**Material supplied:**

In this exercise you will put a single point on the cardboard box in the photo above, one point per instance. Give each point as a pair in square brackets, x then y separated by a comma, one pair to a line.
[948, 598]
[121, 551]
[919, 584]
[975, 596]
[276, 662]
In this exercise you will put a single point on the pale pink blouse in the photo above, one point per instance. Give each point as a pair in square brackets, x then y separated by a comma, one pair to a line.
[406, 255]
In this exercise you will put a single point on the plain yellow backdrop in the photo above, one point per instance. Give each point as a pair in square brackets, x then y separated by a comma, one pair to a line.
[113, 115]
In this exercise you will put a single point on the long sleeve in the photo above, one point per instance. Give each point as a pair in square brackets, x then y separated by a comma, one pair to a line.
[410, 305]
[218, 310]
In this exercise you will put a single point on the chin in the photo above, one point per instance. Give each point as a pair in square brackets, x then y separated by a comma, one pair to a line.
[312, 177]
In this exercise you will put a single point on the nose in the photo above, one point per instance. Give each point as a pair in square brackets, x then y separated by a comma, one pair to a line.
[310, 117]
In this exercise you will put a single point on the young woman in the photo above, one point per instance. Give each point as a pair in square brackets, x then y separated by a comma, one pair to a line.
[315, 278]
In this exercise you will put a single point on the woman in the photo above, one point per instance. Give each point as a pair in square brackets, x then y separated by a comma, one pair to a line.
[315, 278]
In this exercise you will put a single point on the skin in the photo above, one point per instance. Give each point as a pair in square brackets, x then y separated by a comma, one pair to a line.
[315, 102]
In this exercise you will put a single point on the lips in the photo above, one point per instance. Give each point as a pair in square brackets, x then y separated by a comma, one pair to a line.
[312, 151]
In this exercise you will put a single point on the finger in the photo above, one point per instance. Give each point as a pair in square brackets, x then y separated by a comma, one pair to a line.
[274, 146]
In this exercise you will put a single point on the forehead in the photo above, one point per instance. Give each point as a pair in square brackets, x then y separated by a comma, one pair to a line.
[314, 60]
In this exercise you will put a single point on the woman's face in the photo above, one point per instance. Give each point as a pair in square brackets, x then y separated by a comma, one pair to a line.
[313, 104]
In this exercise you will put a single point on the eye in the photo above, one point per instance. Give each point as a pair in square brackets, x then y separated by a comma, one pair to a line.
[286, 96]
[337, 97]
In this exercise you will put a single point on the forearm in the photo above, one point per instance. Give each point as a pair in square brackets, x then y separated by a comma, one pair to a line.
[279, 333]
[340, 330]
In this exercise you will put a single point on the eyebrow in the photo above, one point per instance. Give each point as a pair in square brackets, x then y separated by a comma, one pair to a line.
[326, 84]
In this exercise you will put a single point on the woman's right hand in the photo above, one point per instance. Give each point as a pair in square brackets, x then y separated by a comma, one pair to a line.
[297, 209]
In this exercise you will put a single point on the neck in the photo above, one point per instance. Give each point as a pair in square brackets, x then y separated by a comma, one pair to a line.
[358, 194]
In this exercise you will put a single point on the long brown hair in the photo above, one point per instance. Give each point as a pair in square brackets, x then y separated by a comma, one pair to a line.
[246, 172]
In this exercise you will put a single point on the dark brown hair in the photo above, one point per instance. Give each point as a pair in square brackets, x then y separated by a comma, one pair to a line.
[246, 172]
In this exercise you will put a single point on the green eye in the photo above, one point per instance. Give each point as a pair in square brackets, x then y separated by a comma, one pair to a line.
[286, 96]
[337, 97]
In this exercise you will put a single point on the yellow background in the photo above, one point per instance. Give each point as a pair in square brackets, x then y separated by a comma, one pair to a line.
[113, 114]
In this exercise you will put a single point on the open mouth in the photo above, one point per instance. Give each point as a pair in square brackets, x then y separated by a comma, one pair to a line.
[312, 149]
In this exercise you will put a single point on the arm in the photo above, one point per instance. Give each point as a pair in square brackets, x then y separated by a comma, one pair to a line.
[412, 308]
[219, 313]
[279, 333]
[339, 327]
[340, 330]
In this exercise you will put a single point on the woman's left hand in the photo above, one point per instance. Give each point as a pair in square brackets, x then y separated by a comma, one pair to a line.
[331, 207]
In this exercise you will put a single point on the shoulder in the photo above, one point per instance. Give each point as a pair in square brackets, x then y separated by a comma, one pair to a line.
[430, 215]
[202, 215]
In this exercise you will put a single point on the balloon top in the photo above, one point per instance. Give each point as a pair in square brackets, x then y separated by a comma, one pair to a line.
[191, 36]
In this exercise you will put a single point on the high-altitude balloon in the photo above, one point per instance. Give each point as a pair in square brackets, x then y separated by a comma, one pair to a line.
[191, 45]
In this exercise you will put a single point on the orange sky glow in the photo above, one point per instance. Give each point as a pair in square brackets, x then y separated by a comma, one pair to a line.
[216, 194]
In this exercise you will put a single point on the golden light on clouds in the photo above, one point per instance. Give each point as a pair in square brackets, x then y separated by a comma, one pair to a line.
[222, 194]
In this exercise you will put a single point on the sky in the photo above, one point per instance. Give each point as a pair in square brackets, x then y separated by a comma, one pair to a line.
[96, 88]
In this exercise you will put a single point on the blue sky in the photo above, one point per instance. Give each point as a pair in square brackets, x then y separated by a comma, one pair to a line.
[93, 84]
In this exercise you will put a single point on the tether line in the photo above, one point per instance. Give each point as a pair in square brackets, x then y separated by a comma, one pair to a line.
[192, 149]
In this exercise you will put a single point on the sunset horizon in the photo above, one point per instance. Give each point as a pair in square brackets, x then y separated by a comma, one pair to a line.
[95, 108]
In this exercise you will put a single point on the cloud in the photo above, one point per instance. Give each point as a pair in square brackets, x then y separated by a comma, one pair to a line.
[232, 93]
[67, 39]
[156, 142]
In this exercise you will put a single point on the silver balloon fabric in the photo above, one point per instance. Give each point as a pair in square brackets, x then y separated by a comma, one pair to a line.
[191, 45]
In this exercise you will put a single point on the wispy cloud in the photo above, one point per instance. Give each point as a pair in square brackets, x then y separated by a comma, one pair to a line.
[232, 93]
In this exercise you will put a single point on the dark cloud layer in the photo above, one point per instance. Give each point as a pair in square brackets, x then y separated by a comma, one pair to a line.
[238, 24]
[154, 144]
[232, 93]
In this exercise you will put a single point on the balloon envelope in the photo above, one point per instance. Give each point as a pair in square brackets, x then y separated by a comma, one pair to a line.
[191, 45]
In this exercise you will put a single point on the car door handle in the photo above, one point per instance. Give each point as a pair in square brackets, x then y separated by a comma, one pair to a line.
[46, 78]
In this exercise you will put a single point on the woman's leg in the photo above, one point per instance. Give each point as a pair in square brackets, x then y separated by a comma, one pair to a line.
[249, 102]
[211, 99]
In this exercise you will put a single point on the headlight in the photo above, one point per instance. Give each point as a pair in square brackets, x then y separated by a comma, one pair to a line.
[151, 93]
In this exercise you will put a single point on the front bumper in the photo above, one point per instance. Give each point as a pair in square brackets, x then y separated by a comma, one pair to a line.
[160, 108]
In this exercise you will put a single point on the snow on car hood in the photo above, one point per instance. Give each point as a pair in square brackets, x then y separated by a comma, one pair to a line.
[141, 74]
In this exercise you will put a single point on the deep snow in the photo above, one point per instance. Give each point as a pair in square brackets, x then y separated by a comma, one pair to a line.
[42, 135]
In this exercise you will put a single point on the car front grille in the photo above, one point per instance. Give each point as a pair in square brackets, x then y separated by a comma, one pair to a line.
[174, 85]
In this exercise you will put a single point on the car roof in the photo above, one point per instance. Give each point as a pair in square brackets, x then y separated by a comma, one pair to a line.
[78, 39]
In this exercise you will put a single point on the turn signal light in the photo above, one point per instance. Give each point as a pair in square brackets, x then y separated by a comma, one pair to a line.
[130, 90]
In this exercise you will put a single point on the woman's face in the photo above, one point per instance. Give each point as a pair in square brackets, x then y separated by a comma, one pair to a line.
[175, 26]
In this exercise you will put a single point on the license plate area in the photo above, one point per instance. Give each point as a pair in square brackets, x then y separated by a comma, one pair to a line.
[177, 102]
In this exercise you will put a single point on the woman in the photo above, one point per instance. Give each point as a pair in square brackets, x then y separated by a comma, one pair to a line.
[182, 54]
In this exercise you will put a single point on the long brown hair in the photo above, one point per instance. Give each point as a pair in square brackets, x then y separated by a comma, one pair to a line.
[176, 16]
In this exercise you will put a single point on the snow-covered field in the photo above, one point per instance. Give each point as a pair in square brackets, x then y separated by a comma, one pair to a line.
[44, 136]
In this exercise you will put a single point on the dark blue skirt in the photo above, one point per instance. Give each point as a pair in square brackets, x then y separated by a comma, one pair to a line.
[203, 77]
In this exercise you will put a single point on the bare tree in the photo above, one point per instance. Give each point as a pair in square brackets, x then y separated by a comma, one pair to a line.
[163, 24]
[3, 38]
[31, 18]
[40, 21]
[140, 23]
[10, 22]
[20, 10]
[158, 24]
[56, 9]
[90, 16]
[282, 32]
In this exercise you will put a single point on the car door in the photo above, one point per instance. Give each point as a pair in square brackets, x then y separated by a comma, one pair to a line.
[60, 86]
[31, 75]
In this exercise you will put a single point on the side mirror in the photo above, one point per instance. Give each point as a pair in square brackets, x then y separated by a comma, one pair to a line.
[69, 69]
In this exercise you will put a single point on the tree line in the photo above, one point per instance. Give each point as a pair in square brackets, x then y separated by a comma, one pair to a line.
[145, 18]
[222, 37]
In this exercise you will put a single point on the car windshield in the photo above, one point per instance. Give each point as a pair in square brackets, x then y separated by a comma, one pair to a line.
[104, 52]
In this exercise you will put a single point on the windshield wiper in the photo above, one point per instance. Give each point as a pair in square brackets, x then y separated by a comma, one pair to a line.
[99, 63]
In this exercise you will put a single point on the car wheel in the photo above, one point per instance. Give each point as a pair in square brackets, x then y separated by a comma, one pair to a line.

**Task:**
Return the lines beginning at the one that contains "car door in" and continuing through the last line of the data, exactly as they stand and without any others.

**Answer for this exercise:**
In this exercise you will put a single point on the car door in the photo above, one point per instance. Give each point as a pair in square brackets, x then y separated by a comma, one pair to a line.
[60, 86]
[31, 75]
In this exercise you will put a single point on the side mirror in the photo above, one point per instance. Give each point as a pair in square brackets, x then y separated by a comma, one pair to a line.
[69, 69]
In this exercise you will put a single point on the tree line in the photo above, one point per instance. Give each point as a pair in square brackets, x then y separated by a comma, one pair to a line.
[145, 18]
[222, 37]
In this exercise you will put a single point on the car windshield in the photo above, one point per instance. Give each point as a pair in square brackets, x then y separated by a comma, one pair to a line.
[104, 52]
In this exercise you will put a single point on the windshield wiper in the photo above, one point per instance. Give each point as a pair in square brackets, x then y separated by a comma, one pair to a line.
[99, 63]
In this exercise you will put a single point on the car wheel in the photo above, one point per instance. Give each point as a pair in square brackets, x then y separated by a comma, one pair to a line.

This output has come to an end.